Where does the word "lichen" show up in the records? Copy every line that has it.

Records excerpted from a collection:

-=-=-=-=-

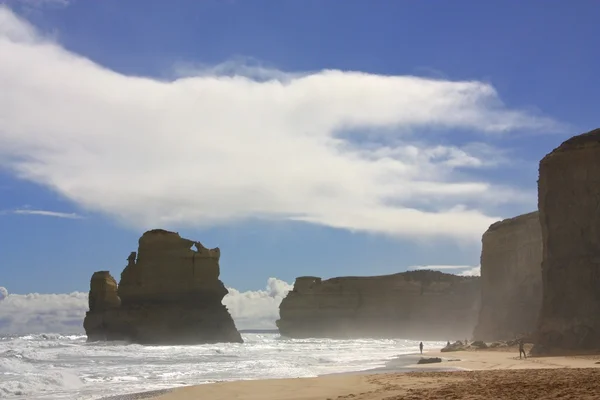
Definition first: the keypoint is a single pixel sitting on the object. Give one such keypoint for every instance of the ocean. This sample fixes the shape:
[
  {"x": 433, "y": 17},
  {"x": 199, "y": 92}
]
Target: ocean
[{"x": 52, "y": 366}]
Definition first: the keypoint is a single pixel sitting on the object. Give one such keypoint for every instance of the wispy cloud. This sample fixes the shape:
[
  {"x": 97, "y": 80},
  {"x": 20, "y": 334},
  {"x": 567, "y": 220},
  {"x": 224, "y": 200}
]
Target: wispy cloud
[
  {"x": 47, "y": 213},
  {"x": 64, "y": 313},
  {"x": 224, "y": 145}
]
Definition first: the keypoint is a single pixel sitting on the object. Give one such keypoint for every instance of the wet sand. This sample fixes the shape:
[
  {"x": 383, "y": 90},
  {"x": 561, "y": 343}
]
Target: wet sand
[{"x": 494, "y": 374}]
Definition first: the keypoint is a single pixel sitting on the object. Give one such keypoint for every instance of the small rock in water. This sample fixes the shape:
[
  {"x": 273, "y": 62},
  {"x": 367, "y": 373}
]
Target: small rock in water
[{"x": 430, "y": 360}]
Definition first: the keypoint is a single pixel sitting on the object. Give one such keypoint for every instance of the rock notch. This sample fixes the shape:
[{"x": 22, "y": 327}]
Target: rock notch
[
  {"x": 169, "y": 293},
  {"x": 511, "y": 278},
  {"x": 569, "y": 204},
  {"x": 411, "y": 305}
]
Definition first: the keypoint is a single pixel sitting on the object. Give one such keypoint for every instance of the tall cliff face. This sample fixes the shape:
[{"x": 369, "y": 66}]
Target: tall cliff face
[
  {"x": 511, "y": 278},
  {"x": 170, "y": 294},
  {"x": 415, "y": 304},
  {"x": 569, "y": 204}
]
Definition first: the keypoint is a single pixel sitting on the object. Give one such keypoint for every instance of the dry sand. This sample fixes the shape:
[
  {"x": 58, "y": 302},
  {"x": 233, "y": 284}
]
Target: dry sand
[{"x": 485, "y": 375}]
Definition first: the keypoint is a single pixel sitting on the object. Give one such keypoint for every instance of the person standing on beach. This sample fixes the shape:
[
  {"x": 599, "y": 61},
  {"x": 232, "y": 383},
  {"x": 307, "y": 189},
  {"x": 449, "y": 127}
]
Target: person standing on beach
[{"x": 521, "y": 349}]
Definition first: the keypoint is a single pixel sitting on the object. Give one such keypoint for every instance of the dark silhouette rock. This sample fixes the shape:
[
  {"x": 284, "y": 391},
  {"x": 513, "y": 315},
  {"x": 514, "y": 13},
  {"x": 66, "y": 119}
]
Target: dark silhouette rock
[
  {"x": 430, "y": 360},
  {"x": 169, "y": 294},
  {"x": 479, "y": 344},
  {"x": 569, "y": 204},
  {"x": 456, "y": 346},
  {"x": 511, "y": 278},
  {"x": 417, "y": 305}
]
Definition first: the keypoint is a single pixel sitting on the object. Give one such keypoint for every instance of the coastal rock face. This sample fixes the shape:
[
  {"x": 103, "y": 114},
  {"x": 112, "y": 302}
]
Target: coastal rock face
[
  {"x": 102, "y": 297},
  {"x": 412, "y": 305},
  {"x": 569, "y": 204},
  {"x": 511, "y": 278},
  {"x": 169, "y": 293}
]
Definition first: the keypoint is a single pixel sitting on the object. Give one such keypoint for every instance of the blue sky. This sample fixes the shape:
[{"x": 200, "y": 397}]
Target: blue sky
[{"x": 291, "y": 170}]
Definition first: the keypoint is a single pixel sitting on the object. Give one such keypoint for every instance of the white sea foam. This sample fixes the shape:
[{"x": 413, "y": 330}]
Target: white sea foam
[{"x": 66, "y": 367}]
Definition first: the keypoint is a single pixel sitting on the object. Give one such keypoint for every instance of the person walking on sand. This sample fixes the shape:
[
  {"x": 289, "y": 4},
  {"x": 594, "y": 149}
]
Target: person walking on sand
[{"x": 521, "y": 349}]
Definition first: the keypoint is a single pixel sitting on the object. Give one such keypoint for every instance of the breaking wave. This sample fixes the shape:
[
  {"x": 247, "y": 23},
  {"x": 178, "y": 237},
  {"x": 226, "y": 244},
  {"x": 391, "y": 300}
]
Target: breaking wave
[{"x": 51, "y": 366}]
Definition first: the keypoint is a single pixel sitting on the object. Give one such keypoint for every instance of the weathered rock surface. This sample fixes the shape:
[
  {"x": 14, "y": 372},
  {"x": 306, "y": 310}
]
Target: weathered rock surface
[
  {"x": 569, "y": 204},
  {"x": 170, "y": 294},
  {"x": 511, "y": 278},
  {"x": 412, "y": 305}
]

-=-=-=-=-

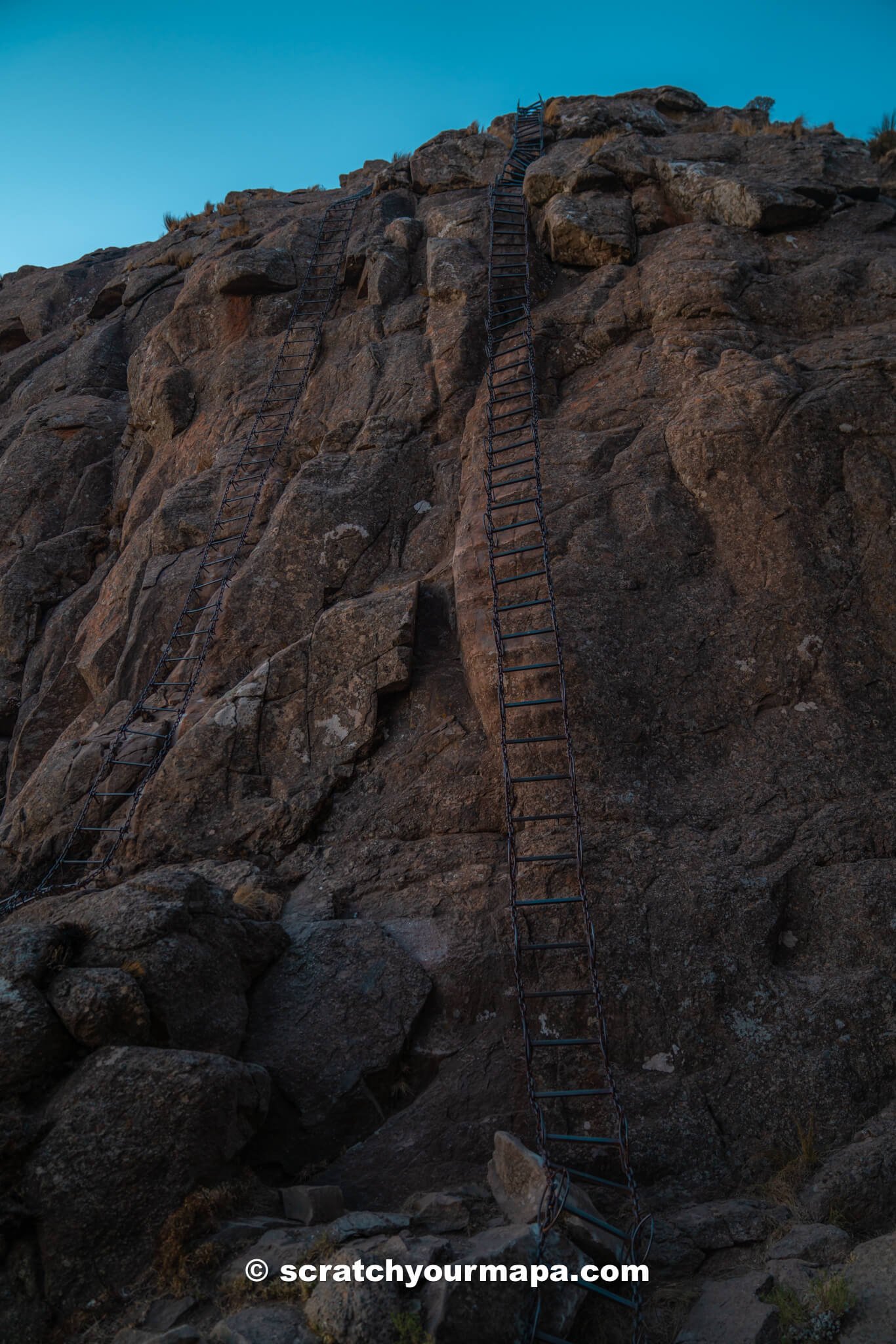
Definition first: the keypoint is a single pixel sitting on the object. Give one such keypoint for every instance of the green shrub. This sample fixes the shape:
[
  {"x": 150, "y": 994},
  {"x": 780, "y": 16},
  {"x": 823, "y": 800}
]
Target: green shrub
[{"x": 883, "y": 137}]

-=-=-=-=-

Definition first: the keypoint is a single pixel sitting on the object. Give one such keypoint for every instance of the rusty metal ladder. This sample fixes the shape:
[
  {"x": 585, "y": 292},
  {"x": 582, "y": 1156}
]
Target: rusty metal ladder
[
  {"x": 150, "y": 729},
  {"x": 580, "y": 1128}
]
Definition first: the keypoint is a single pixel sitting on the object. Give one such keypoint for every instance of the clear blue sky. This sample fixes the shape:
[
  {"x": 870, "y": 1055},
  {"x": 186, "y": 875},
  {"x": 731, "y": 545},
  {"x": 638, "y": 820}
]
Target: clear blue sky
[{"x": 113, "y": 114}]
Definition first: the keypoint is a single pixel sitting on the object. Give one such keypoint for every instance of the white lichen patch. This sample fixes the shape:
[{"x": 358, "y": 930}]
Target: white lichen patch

-=-=-=-=-

◆ RESULT OF THE EXERCISE
Definition first: the keypoint is a single pixel sitting on the object. Give one such keypoint for every instance of the white lichen patch. This sample fixes the shape:
Target: white lichen patch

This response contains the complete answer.